● **SET TASK A**
Reproduce the labeling records word for word, including each instruction and its listed points, but leave the pictures out of your answer.

● **EXTRACTED TEXT**
----
Consider each option:

A. x can equal w. Assume y is 2 (integers 2 and 3) which means that x=5. Based on that assumption for A to be possible z must equal 1. So is there one single consecutive integer that equals 5? Yes it is five.

B. x can be > w. Assume y is 2 (integers 2 and 3) which means that x=5. Based on that assumption for A to be possible z must equal 1. So is there one single consecutive integer (w) that is less than 5 (x)? Yes, there are multiple: 4, 3, 2, 1.

C. x/y cannot be an integer. Since y is double z, y must be an even number. This is key. For example if y were 3, z would be 1.5, which is not possible since z is a positive integer. So assume y is 2. In that case are there any two consecutive integers whose sum is divisible by 2. No. Two consecutive integers will always sum to an odd number (even+odd=odd). This means x must be an odd number and y must be an even number. No odd number can be divided by an even number and produce an integer. C is not possible, so C is the correct answer.
----
● **INPUT MATERIAL**
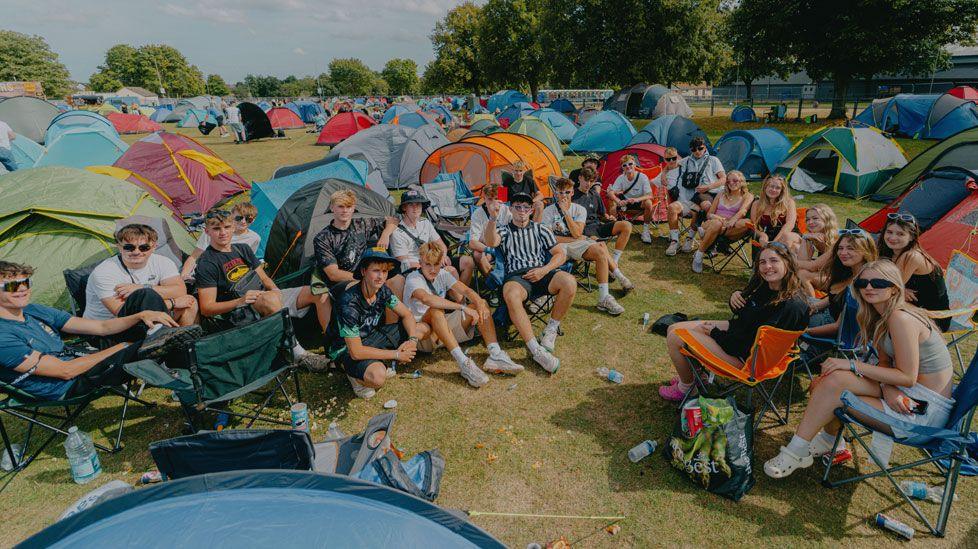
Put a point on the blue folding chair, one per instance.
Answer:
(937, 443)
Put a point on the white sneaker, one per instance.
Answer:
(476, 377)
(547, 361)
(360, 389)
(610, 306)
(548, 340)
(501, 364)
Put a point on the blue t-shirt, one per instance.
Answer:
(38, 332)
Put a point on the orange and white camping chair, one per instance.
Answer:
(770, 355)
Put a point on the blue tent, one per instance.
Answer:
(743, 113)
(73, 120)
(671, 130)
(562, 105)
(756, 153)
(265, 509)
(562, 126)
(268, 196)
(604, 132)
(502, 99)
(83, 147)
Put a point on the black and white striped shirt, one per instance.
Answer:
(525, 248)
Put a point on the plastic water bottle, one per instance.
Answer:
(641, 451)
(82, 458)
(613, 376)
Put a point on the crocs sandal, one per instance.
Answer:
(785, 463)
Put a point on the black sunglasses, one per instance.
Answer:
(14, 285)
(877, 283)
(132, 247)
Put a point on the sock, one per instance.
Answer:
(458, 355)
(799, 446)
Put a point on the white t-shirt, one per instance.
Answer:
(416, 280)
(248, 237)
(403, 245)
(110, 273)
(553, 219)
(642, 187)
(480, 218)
----
● **SET TASK B**
Answer these questions from the explanation of the consecutive-integer options:
(i) In option A, what value of x follows from assuming y is 2?
(ii) In option B, which integers are listed as less than 5?
(iii) In option C, what would z be if y were 3?

● **EXERCISE SOLUTION A**
Put a point on the blue folding chair, one per instance.
Answer:
(937, 443)
Put a point on the white sneaker, one per instance.
Answer:
(476, 377)
(547, 361)
(360, 389)
(610, 306)
(548, 340)
(501, 364)
Put a point on the blue t-shirt, one per instance.
Answer:
(38, 332)
Put a point on the orange and white camping chair, one per instance.
Answer:
(770, 355)
Put a point on the blue tent, one per instance.
Answer:
(743, 113)
(73, 120)
(671, 130)
(562, 105)
(756, 153)
(265, 509)
(562, 126)
(268, 196)
(604, 132)
(502, 99)
(83, 147)
Put a point on the black and white striped shirt, one per instance.
Answer:
(525, 248)
Put a point on the plastic water bottle, one per instance.
Answer:
(641, 451)
(82, 458)
(613, 376)
Put a point on the crocs sandal, one per instance.
Answer:
(785, 463)
Put a point on the black sunglasses, one per instance.
Answer:
(14, 285)
(877, 283)
(132, 247)
Put a point on the sock, one per instance.
Answer:
(458, 355)
(799, 446)
Put a point on the white t-shirt, one per instance.
Answer:
(416, 280)
(248, 237)
(403, 245)
(110, 273)
(553, 219)
(642, 187)
(480, 218)

● **EXERCISE SOLUTION B**
(i) x = 5
(ii) 4, 3, 2, 1
(iii) 1.5